Problem to solve: Produce a verbatim transcription of the records below, beginning at the line containing "of the museum" and ending at the final line; include only those lines.
##### Provided material #####
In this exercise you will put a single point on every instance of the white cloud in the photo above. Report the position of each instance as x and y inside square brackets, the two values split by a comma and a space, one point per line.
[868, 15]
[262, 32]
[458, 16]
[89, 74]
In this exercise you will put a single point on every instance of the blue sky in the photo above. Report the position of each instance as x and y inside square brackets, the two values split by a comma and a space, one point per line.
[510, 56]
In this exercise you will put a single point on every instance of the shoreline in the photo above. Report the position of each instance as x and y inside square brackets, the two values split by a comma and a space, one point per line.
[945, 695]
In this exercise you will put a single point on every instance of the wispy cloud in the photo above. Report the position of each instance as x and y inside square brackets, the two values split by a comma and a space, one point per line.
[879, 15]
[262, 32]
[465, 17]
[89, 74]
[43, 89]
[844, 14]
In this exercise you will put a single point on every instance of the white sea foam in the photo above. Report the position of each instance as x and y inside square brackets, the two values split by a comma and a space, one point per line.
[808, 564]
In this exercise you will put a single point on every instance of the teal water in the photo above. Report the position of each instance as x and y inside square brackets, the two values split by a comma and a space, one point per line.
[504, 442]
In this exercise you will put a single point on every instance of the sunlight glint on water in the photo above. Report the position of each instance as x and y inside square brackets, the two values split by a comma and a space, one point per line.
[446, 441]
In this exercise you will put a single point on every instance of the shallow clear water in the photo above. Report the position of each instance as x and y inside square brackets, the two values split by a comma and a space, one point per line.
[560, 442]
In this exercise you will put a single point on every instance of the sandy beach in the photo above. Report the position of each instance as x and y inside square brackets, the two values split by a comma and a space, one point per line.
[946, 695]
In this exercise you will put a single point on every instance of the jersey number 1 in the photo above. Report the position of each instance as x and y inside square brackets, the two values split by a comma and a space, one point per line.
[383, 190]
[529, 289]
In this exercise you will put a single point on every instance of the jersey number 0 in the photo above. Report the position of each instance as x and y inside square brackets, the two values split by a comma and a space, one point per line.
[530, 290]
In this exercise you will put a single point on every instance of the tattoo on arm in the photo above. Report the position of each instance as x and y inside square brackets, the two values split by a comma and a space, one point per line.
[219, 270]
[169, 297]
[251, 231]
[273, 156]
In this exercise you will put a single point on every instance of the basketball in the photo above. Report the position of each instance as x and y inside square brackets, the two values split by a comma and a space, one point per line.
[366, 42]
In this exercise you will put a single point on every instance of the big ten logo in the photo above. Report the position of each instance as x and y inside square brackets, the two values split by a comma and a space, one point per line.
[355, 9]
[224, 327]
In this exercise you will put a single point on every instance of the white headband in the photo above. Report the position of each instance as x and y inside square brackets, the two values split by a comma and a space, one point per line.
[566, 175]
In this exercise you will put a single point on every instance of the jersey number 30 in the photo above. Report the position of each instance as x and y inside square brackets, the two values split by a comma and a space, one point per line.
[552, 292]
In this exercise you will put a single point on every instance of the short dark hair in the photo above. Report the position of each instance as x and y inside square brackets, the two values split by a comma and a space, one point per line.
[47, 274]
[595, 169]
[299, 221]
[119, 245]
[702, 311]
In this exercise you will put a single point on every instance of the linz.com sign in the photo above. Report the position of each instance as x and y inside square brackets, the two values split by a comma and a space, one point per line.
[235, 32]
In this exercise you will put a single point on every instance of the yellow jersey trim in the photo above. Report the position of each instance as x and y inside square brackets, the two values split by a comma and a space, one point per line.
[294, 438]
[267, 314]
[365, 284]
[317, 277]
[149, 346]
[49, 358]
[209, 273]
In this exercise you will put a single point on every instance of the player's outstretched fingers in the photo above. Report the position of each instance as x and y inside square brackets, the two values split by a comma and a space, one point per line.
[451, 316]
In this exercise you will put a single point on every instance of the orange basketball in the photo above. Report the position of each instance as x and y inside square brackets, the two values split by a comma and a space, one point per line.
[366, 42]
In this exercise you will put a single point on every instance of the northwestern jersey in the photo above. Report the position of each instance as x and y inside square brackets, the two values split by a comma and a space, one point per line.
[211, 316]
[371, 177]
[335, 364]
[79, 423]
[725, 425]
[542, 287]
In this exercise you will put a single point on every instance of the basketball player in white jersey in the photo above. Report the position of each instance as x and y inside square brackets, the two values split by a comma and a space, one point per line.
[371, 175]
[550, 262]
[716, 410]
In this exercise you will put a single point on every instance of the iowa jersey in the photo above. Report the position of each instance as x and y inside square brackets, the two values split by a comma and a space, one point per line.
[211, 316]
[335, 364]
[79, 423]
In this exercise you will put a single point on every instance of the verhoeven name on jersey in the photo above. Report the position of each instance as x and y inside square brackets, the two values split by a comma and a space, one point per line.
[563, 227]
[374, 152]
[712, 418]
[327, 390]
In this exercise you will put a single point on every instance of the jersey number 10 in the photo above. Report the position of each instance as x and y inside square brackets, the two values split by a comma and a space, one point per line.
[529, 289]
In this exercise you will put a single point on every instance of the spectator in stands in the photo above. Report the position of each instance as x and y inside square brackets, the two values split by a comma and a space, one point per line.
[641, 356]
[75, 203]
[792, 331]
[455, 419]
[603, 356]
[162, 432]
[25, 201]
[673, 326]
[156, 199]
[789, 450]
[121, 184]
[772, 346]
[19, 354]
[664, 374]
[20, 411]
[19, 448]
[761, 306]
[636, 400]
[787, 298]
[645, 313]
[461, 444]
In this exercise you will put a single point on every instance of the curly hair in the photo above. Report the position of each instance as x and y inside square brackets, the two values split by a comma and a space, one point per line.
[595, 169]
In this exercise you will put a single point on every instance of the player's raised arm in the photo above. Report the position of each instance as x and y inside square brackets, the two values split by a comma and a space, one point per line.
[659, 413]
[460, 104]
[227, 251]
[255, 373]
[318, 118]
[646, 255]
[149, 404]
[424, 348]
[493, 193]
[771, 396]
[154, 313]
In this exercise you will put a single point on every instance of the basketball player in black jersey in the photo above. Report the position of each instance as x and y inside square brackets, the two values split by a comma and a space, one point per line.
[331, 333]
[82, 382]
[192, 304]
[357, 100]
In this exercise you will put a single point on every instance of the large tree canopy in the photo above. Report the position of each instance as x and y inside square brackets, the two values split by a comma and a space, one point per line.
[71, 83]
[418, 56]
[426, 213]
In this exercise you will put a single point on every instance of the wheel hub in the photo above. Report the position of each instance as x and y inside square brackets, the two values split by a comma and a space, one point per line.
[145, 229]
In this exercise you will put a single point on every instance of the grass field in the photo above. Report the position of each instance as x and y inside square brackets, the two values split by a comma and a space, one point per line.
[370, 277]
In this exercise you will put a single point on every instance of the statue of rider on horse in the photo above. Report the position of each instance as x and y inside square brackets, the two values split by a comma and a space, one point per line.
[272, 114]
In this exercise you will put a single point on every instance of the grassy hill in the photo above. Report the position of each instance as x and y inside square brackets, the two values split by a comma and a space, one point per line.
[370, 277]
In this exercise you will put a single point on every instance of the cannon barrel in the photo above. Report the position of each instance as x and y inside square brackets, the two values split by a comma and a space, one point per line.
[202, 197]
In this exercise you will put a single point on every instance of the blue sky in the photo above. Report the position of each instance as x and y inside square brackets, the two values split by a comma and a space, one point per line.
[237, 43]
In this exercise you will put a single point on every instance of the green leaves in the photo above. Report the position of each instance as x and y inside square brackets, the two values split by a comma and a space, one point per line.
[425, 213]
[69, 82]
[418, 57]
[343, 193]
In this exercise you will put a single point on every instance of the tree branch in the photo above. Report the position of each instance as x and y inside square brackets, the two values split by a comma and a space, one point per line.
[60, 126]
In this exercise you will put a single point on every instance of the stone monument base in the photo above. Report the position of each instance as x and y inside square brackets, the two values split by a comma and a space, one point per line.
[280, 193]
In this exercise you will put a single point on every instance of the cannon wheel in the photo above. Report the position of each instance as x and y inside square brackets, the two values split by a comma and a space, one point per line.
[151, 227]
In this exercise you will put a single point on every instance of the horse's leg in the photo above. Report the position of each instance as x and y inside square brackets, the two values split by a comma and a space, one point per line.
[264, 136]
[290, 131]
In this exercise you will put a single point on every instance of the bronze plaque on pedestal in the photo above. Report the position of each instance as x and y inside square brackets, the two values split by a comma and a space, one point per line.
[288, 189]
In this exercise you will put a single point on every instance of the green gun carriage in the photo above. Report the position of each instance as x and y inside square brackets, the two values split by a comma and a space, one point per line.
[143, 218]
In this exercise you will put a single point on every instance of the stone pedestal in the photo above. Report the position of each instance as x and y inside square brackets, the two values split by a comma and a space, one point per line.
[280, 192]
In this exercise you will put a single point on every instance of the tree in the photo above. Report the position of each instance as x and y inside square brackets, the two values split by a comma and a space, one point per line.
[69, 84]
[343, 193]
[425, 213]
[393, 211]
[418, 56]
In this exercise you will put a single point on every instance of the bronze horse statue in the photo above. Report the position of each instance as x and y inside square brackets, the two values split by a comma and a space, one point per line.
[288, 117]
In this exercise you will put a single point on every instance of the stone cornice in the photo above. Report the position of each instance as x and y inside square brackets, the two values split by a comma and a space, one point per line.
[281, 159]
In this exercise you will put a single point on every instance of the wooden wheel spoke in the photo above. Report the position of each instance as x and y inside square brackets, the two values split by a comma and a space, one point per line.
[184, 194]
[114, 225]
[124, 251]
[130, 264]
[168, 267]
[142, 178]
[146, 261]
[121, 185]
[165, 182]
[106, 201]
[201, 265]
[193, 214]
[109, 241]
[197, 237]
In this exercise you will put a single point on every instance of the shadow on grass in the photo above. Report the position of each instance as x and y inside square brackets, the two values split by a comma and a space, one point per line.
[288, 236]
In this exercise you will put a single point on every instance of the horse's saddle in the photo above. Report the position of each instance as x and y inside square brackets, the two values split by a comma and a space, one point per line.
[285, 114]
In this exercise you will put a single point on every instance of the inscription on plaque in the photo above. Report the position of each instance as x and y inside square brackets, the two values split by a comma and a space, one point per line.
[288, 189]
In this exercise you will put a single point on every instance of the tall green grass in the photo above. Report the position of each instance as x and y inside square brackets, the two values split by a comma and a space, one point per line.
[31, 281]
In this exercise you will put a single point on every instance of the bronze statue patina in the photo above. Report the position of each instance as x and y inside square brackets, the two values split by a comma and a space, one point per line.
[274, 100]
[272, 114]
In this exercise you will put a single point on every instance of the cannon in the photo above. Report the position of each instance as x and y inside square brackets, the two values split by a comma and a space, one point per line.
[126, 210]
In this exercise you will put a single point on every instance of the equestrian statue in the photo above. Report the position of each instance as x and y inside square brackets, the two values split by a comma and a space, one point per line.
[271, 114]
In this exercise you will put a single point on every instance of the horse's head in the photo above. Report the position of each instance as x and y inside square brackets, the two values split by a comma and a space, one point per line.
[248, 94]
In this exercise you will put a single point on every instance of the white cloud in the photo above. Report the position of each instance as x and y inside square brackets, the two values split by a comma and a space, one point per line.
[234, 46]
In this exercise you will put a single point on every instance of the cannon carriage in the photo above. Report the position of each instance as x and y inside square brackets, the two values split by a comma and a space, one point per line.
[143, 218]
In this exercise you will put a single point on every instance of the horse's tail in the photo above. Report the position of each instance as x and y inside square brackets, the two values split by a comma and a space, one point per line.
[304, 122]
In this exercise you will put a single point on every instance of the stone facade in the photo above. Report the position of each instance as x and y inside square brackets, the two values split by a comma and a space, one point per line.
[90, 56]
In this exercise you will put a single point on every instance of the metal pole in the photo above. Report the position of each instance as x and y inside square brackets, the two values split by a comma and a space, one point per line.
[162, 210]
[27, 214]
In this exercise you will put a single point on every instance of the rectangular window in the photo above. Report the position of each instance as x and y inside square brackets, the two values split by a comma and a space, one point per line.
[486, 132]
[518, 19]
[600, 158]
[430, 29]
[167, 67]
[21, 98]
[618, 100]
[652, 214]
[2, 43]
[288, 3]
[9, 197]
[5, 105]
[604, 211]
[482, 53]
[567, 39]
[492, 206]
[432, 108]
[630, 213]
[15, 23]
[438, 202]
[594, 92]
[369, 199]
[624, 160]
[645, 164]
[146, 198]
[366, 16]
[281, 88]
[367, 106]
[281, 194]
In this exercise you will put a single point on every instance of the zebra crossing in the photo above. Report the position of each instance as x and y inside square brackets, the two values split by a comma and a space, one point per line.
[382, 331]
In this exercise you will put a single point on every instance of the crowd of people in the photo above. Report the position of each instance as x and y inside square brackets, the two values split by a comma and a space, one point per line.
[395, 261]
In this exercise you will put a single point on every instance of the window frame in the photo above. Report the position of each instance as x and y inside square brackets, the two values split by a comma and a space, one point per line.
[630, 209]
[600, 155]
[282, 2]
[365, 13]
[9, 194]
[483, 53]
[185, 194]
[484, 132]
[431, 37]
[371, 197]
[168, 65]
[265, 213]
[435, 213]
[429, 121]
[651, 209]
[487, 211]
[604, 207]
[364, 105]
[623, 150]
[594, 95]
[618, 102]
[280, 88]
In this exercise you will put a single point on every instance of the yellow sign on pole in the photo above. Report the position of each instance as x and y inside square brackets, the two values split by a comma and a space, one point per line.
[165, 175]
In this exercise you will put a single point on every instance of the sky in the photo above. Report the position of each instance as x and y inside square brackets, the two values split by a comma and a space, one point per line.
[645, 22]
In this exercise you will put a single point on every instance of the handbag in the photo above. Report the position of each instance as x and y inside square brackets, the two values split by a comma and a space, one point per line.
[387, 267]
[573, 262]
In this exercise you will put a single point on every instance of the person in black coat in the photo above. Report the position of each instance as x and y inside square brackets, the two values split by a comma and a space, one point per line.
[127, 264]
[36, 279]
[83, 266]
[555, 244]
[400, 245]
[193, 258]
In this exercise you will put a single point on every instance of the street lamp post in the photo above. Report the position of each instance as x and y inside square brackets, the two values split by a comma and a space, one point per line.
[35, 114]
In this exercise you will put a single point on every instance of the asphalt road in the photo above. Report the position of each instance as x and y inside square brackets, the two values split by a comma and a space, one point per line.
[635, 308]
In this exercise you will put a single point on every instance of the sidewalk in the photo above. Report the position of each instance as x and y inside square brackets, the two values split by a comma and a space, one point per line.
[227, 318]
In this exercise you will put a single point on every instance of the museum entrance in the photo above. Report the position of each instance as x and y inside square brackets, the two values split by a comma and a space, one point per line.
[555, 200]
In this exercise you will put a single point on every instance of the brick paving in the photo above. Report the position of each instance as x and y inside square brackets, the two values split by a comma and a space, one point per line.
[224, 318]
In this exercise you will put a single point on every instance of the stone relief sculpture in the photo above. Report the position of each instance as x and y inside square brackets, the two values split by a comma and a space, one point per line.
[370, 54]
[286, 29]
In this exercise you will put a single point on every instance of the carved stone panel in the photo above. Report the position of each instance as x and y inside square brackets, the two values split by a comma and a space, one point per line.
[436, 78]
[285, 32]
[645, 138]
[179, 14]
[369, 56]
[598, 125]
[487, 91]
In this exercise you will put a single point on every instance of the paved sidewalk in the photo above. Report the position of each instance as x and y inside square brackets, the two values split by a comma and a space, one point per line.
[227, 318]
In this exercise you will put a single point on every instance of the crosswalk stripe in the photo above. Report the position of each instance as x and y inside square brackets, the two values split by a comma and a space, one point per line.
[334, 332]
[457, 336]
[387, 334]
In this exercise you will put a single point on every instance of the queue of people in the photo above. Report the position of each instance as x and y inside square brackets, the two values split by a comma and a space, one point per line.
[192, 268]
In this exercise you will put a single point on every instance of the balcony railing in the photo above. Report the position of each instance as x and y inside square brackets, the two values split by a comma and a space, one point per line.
#####
The completed task:
In this exercise you will put a single point on every instance of the museum entrance in the photo above. Report the position of each instance as x and y inside square brackets, the two values split by a comma and a space, one point per line.
[555, 200]
In this exercise you will put a single point on every instance of the brick paving in the photo above. Report the position of each instance as x and y inside square brackets, the two values split by a comma and a space, one point per line.
[224, 318]
In this exercise you will put a single point on every instance of the stone relief sculpture in the photo above. Report the position of each instance as x and y inside square brackets, the two values split by a comma and a space, one point per line.
[370, 54]
[286, 29]
In this exercise you will put a single point on every instance of the carved stone panel in the photo above. Report the position of each instance as x and y inside square brackets, the two values split by a comma and a space, one point per line.
[436, 78]
[285, 32]
[645, 138]
[179, 14]
[369, 56]
[598, 125]
[487, 91]
In this exercise you will put a single point on every instance of the paved sidewalk in the photo above. Report the position of each instance as x and y inside square brackets, the two values split by a comma and a space, one point per line.
[227, 318]
In this exercise you will put a single point on every instance of the crosswalk stripe in the photo above. Report the position of each instance as x and y inside square brackets, the two values split by a comma and a space, one point per line.
[334, 332]
[457, 336]
[387, 334]
In this exercise you will put a single point on every instance of the queue of people in the photo above. Report the position of each instance as x and y inside square brackets, the two values split by a comma and a space, one point per line.
[192, 268]
In this exercise you will put a single point on every instance of the balcony railing in the photo above. Report the position of each instance as x and y inside square brackets, the two values split by a comma and a space, one point per line.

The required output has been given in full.